_Problems to work on_.
1. In the writing tip below, list the example adjectives the closing workshop offers as ones that might come to mind while watching people.
2. Repeat word for word the part of the writing tip starting with "This opening fell" and going on through "credit, she does.".

_Selected excerpt_.
+ + +
Show character-istics through scenes, details, and dialogue.
After over a month's hiatus, I am featuring another chapter from Roy Peter Clark's book,"Writing Tools: 50 Essential Strategies For Every Writer," published by Little, Brown and Company. You can find a copy here.
A story in USA Today described a teenage surfer in Hawaii who lost her arm in a shark attack. It began like this:
Bethany Hamilton has always been a compassionate child. But since the 14-year-old Hawaiian surfing sensation lost her left arm in a shark attack on Halloween, her compassion has deepened.
This opening fell flat, I think, because of the adjective "compassionate". Too often, writers turn abstractions into adjectives to define character.
A little later, Roy goes on to say:
The reader who encounters character adjectives screams silently for examples, for evidence: "Don't just tell me, Ms. Writer, that Super Surfer Girl is compassionate. Show me." And, to her credit, she does.
Jill Lieberman describes how Bethany Hamilton, from her hospital bed, "tearfully insisted" that the fifteen-hundred-pound tiger shark that attacked her "not be harmed.". . .
And in December, Hamilton touched more hearts when, on a media tour of New York City, she suddenly removed her ski jacket and gave it to a homeless girl sitting on a subway grate in Times Square. Wearing only a tank top, Hamilton then cancelled a shopping spree, saying she already has too many things.
Now I see. That girl really is compassionate.
Put your new tool to work in Roy's WORKSHOP:
Sit with a notebook ready in a public place: a mall, a cafeteria, a sports stadium. Watch people's behavior, appearance, and speech. Write down the character adjectives that come to mind: obnoxious, affectionate, caring, confused. Now write down the specific details that led you to those conclusions.
+ + +
_Data extracts_.
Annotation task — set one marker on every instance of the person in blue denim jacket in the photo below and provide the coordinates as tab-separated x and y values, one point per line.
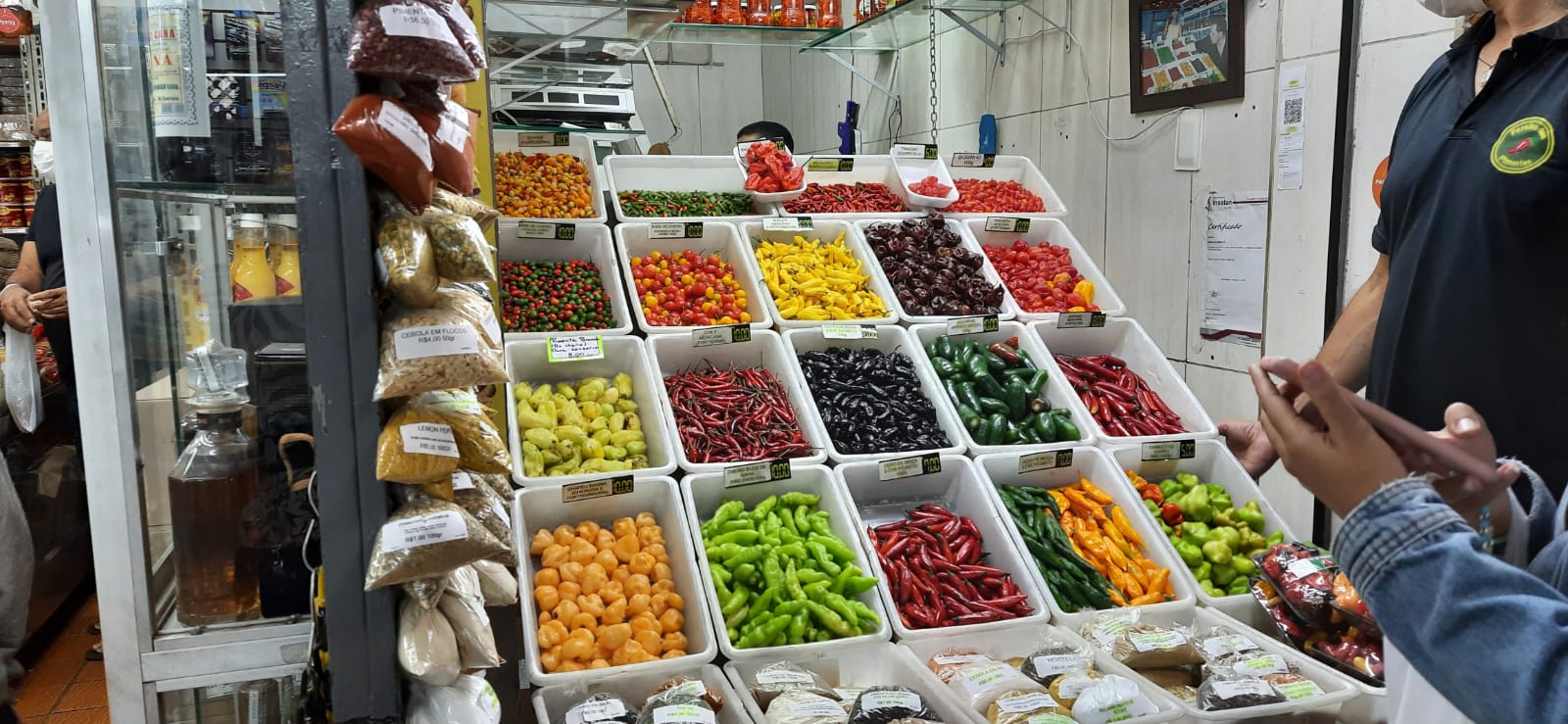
1489	635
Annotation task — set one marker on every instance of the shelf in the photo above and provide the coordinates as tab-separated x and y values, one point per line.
742	34
906	24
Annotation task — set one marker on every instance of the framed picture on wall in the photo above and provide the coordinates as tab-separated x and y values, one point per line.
1186	52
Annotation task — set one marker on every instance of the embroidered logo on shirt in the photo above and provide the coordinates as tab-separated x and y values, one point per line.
1525	146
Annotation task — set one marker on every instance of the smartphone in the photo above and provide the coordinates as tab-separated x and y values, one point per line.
1397	430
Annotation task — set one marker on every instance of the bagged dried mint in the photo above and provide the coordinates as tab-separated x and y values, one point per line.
408	41
427	538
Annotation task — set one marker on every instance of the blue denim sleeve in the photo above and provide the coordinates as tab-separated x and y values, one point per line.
1443	601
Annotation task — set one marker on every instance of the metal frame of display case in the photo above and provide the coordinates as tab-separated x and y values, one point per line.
342	336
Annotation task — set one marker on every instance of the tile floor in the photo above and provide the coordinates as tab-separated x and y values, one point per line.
63	687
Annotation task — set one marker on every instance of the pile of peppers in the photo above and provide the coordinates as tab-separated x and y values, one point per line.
781	574
932	561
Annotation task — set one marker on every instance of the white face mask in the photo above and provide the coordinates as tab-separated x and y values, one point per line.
44	160
1454	8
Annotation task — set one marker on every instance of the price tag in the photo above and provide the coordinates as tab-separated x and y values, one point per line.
596	489
540	229
545	138
786	224
849	331
1173	450
674	229
908	467
757	472
830	165
1010	224
972	160
721	336
1081	320
972	324
574	348
1045	461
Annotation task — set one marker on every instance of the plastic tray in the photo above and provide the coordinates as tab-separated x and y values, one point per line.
543	508
1008	306
632	240
852	666
1055	232
576	144
676	172
1021	640
553	702
1125	339
525	362
1098	467
671	355
1214	464
958	489
752	234
888	340
592	243
867	169
1338	690
1016	168
911	169
1058	395
703	496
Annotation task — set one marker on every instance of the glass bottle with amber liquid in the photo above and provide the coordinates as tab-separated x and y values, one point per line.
212	494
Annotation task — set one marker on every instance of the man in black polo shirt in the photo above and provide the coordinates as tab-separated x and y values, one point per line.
1468	301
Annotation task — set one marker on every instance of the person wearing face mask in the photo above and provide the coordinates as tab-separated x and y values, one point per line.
1473	245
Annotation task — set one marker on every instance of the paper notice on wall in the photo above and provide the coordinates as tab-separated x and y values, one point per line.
1236	245
1291	135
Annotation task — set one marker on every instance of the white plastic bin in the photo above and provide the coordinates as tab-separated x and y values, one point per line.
1058	395
678	172
538	508
527	362
706	493
852	666
718	237
1008	308
1338	690
1058	234
1098	467
553	702
753	234
576	144
674	353
590	243
890	339
1021	169
1214	464
1123	337
866	169
1019	640
958	489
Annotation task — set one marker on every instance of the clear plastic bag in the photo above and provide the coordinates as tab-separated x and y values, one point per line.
427	538
427	650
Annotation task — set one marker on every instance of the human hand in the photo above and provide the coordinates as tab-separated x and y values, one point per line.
51	305
1345	462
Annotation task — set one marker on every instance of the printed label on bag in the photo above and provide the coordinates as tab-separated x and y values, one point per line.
849	332
435	340
596	489
422	530
1029	702
972	324
684	713
428	439
402	125
574	348
416	21
908	467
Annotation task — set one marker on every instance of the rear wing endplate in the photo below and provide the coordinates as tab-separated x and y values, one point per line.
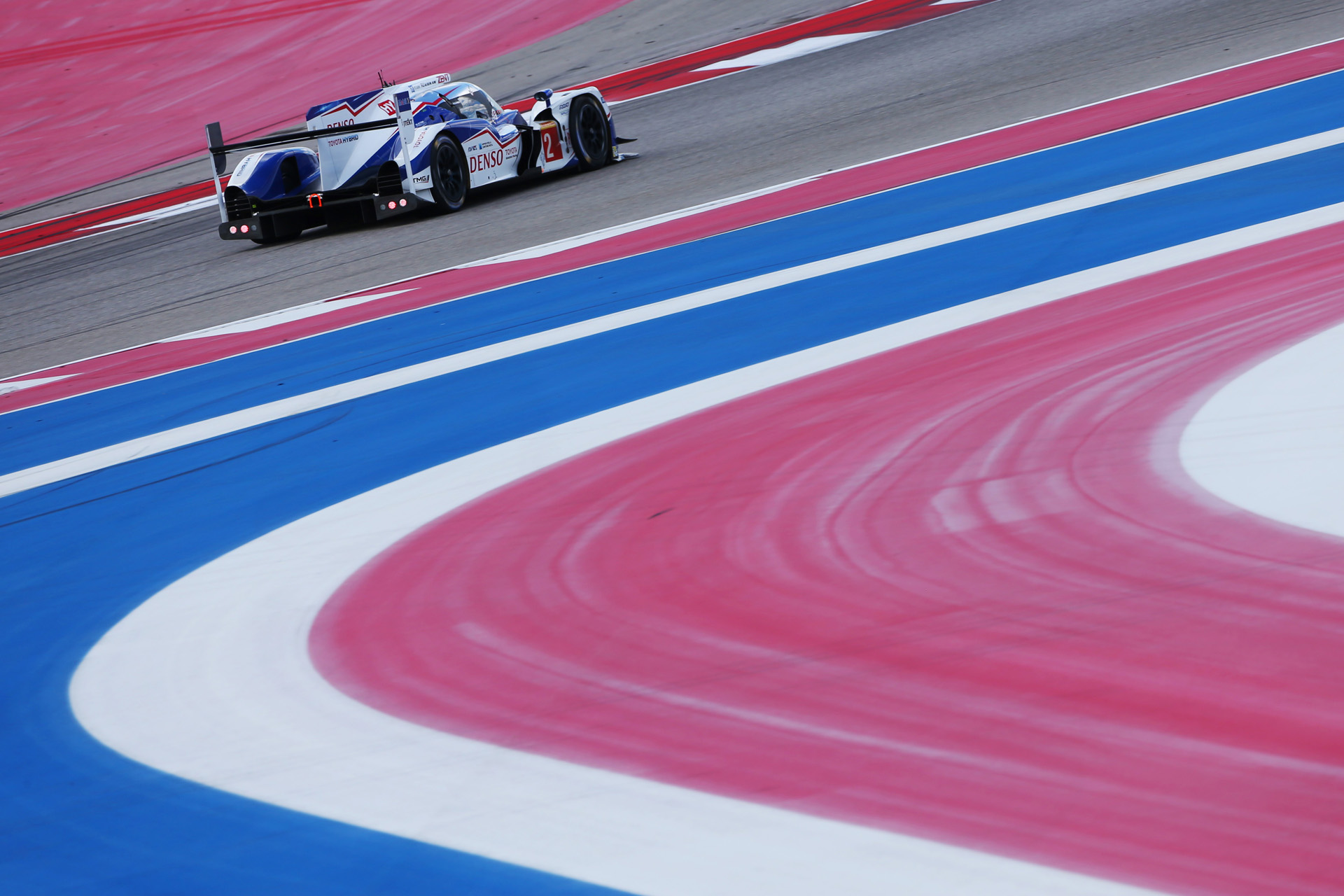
219	149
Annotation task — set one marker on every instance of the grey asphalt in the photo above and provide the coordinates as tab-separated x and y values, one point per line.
967	73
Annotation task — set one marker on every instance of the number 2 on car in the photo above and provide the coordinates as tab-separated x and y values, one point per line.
552	141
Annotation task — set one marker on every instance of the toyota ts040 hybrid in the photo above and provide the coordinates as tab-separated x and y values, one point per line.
421	144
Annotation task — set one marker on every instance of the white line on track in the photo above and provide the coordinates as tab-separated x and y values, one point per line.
211	680
803	48
1272	441
246	418
156	214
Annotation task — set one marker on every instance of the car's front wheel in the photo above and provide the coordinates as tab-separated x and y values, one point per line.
590	132
448	174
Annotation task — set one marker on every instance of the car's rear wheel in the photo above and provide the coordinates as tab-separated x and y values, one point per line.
590	132
449	181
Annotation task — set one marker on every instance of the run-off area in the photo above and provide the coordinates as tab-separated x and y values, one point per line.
94	547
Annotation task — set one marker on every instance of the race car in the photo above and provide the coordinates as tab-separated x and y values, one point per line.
422	144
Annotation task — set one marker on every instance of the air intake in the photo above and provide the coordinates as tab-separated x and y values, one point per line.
388	179
237	203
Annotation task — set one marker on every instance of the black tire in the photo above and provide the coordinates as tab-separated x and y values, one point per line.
590	132
451	182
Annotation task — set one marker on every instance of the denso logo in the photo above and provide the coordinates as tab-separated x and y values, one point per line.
487	160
+ + +
_Solved tasks_.
1. obnoxious, affectionate, caring, confused

2.
This opening fell flat, I think, because of the adjective "compassionate". Too often, writers turn abstractions into adjectives to define character.
A little later, Roy goes on to say:
The reader who encounters character adjectives screams silently for examples, for evidence: "Don't just tell me, Ms. Writer, that Super Surfer Girl is compassionate. Show me." And, to her credit, she does.